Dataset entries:
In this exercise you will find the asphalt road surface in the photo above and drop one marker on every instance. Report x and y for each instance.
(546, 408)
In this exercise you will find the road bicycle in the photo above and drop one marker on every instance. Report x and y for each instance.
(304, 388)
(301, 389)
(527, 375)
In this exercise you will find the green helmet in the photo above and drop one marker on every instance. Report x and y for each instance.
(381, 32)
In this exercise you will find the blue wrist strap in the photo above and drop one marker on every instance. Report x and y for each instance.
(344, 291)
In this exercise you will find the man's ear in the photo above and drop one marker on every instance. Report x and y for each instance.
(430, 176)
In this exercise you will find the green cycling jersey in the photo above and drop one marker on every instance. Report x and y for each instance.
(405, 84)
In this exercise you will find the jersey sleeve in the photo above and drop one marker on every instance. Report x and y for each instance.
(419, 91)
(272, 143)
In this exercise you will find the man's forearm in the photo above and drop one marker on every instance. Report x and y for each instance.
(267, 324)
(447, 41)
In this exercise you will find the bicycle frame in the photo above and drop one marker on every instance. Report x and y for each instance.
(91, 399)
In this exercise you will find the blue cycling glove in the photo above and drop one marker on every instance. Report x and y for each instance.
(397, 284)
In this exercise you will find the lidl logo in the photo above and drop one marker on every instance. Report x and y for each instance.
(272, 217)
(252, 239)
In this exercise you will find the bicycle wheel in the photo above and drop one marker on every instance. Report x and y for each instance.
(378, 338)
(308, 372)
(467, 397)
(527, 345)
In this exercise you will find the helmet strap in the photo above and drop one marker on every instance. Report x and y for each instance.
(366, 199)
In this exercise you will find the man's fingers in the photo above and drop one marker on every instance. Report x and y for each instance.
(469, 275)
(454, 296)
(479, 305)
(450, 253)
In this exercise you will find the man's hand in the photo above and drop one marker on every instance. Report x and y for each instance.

# Problem details
Exactly as they stand, write out all of the entries.

# Response to the exercise
In this exercise you will find the asphalt road surface in the photo above and drop one marker on every instance. Report x and y for each instance.
(546, 408)
In this exercise you will find the road bicycle in the photo above and drop one marker on every instance. Report x and y for each instance.
(304, 388)
(301, 389)
(527, 375)
In this exercise you will find the green helmet in the photo above and drop one marker on every instance. Report x and y for each instance.
(381, 32)
In this exercise you will find the blue wrist strap in the photo above and drop one marker on every instance. Report x and y for each instance.
(344, 291)
In this exercise you will find the man's ear in the photo above and drop one marker on every instance. Report x and y for each instance.
(430, 176)
In this exercise you will find the green cycling jersey in the photo above and drop one marker on every instance. Report x and y for each instance.
(405, 84)
In this exercise you will find the jersey sleeve in the photo above and drop one marker on every instance. Report x and y for each instance.
(419, 91)
(272, 143)
In this exercise you will find the man's forearm in the photo above and drop one marker on every instance. Report x and y for each instance.
(267, 324)
(447, 41)
In this exercise you will find the bicycle frame in the photo above and drop one marker on every instance. Report x and y for each instance.
(91, 399)
In this exercise you will find the blue cycling glove in the photo above and drop one marker on every instance. Report x and y for each instance.
(397, 284)
In this exercise you will find the lidl logo in the photo above and drop one marker on every instance. Report x and y for each instance.
(272, 217)
(252, 239)
In this exercise you will find the bicycle wheel in the photo above and drop one marker on every instance. Report x and y for each instance.
(378, 338)
(308, 372)
(467, 397)
(527, 345)
In this exercise you will find the helmet strap in the photo above and drop one marker on every instance. Report x and y for each instance.
(366, 199)
In this exercise you will find the man's fingers in the photo above and drop one marker on every instance. Report x and y for each instance.
(469, 275)
(454, 296)
(479, 305)
(450, 253)
In this exercise you will find the man's hand in the photo above and drop one marker on every instance. Report x and y for each instance.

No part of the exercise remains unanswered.